> _Text block_
— Start —

Ticket #2477 (new enhancement)

Opened 3 years ago

Last modified 3 weeks ago

xml serialize optimizations

Reported by: jack Owned by: exarkun
Priority: normal Milestone:
Component: words Keywords: xish domish xml
Cc: jack, twonds, ralphm, exarkun, thijs Branch: branches/faster-domish-serialization-2477
Author: exarkun Launchpad Bug:

Description

twisted.words.xish's xml serialization is quite slow. It is routinely showing up as the top cycle eater in profiles. The following two patches attempt to address this.

The first one gets rid of all string formatting operations in favor of more calls to write(). This results in about a 17% speedup.

The second patch caches the results of escapeToXml and achieves about another 25% performance boost at the cost of memory. This patch is usable but could probably be done better.

The performance is still not great, but I'm unsure how further gains can be made. I tried amny things includes cStringIO and a non-recursive implementation (both made the code slower, not faster). I think the real solution is to make domish a light wrapper around some fast underlying C library.

Attachments

domish.diff Download (4.9 KB) - added by jack 3 years ago.
replace string formatting with more calls to write()
domish2.diff Download (1.1 KB) - added by jack 3 years ago.
cache results of escapeToXml
test.log.bz2 Download (127.0 KB) - added by jack 3 years ago.
test data from our xmpp component
timer.py Download (1.6 KB) - added by jack 3 years ago.
benchmark script
cserialize.diff Download (1.7 KB) - added by thijs 7 weeks ago.
diff from #3633

Change History

Changed 3 years ago by jack

replace string formatting with more calls to write()

Changed 3 years ago by jack

cache results of escapeToXml

Changed 3 years ago by exarkun

Can you attach the benchmarks you used?

Changed 3 years ago by jack

Sure. I'm attaching a small data file with xml extracted from our components logs (ie, real world data for our application) and the timing code I used for benchmarking performance on this data.

Changed 3 years ago by jack

test data from our xmpp component

Changed 3 years ago by jack

benchmark script

Changed 3 years ago by ralphm

The problem with using a c based XML library like elementtree, is that it seems hard to control the serialization. XMPP has special requirements in this regard in terms of how namespaces are used and that we serialize stanzas, not complete documents. I'd like to be proven wrong, though.

— End —

> _Dataset entries_
— Start —

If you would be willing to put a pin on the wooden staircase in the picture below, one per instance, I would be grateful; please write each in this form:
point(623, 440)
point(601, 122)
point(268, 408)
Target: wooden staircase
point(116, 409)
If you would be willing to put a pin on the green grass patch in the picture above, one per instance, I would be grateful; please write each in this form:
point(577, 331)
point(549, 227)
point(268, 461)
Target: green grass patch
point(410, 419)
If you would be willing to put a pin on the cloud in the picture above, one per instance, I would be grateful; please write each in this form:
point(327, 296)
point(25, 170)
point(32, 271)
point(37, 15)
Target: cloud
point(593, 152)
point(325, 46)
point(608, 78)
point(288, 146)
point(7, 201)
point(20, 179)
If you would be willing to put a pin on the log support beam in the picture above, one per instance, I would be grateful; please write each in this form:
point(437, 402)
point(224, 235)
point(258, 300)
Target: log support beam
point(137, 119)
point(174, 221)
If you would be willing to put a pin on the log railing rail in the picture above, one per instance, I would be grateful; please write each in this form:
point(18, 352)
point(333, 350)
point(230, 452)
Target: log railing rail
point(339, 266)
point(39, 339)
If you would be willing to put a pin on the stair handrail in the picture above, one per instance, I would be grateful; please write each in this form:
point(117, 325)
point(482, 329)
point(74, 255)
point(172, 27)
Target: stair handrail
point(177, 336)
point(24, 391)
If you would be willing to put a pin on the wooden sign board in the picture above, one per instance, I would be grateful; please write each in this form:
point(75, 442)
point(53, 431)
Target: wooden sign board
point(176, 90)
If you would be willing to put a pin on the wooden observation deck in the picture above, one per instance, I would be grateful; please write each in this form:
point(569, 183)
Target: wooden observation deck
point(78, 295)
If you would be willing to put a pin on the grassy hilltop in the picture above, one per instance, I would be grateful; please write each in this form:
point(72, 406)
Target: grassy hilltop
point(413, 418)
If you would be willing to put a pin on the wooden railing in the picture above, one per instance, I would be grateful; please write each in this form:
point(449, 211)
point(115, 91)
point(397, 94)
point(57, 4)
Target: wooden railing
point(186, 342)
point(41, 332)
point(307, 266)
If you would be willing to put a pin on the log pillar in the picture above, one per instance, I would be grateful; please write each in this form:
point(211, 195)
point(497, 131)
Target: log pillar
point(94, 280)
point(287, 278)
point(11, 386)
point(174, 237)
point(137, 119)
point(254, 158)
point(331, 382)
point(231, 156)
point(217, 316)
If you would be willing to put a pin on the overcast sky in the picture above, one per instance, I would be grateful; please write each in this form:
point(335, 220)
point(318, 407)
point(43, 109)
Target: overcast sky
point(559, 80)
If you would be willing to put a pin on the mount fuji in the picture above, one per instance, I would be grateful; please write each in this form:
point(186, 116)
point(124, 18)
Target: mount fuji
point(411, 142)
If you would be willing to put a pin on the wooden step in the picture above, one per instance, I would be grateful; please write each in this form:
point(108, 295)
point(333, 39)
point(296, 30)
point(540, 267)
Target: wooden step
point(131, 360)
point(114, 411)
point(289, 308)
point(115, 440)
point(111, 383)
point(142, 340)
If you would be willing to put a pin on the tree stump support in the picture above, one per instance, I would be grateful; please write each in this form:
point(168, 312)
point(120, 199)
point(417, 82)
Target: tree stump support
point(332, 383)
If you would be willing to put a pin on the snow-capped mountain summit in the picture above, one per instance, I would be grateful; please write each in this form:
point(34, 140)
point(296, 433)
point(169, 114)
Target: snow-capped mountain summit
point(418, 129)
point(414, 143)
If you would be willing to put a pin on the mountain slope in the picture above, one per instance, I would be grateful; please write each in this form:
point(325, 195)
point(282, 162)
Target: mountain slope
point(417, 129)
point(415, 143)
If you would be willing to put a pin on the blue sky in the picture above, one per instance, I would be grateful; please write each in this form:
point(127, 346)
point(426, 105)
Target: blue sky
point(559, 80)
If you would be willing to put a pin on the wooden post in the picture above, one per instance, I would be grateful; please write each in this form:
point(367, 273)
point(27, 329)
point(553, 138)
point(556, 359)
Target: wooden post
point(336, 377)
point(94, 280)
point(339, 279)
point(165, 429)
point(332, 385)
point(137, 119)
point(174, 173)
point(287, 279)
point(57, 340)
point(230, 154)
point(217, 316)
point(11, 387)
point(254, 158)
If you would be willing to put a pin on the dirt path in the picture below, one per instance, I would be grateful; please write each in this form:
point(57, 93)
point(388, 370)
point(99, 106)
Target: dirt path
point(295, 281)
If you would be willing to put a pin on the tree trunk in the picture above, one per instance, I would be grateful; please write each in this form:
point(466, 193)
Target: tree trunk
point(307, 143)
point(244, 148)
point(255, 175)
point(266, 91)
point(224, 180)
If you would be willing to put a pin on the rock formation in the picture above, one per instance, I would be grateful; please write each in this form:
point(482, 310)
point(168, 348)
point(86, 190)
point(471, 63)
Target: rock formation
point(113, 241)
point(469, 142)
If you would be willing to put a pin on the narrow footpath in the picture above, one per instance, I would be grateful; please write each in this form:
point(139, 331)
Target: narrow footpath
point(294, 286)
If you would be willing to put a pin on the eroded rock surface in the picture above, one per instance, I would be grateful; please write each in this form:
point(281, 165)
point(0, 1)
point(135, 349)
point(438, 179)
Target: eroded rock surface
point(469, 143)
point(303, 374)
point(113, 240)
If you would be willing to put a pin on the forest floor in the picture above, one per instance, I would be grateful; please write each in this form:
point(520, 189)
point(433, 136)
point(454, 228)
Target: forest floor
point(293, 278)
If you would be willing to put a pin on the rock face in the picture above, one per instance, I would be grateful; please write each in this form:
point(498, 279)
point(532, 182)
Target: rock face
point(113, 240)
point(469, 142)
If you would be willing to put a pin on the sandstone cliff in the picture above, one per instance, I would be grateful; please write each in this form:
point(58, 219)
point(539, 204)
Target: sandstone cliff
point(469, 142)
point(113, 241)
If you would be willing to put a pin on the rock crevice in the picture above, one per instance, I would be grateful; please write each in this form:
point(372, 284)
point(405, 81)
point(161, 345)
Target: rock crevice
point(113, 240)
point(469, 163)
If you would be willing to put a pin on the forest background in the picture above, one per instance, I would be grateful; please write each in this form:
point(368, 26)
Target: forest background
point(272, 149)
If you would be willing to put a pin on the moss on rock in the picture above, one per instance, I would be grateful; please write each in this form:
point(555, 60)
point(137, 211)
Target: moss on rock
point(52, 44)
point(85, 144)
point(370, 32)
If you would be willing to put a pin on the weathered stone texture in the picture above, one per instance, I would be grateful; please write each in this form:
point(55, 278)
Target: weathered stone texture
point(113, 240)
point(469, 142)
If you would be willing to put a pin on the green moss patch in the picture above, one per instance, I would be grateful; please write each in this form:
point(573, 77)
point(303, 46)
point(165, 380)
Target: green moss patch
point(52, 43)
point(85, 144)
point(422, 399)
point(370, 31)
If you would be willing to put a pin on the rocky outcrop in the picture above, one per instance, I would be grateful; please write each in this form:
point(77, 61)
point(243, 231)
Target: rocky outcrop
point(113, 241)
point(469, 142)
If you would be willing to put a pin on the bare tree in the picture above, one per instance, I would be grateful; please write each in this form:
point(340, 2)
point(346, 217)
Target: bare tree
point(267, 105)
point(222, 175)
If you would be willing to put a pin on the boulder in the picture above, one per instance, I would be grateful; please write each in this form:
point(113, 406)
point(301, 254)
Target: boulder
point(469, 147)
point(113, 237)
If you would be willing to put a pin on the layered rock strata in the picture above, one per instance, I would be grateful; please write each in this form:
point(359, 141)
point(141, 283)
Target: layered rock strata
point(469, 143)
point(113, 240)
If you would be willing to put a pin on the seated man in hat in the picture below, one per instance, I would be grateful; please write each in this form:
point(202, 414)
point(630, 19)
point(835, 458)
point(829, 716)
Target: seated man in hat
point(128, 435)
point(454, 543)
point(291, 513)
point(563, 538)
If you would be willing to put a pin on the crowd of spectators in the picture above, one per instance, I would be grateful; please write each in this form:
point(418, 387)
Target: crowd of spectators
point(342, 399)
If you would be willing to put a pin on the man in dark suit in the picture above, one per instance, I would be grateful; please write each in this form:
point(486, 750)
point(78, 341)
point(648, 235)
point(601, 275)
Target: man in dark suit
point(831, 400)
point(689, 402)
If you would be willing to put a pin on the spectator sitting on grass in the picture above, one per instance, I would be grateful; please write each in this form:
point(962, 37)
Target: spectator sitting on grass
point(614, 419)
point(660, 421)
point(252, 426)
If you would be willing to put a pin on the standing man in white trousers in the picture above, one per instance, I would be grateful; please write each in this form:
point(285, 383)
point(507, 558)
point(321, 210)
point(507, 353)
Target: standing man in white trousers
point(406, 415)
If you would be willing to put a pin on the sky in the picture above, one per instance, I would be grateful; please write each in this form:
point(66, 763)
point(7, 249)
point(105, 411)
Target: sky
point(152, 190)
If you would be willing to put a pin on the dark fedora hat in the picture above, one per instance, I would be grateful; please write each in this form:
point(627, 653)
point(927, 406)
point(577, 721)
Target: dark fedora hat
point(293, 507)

— End —

> _Work to do_
(A) According to the ticket, how much of a speedup came from replacing string formatting with more calls to write()?
(B) Transcribe the ticket from "Description" to "underlying C library.".

> _Results by task_
(A) About 17%.

(B)
Description

twisted.words.xish's xml serialization is quite slow. It is routinely showing up as the top cycle eater in profiles. The following two patches attempt to address this.

The first one gets rid of all string formatting operations in favor of more calls to write(). This results in about a 17% speedup.

The second patch caches the results of escapeToXml and achieves about another 25% performance boost at the cost of memory. This patch is usable but could probably be done better.

The performance is still not great, but I'm unsure how further gains can be made. I tried amny things includes cStringIO and a non-recursive implementation (both made the code slower, not faster). I think the real solution is to make domish a light wrapper around some fast underlying C library.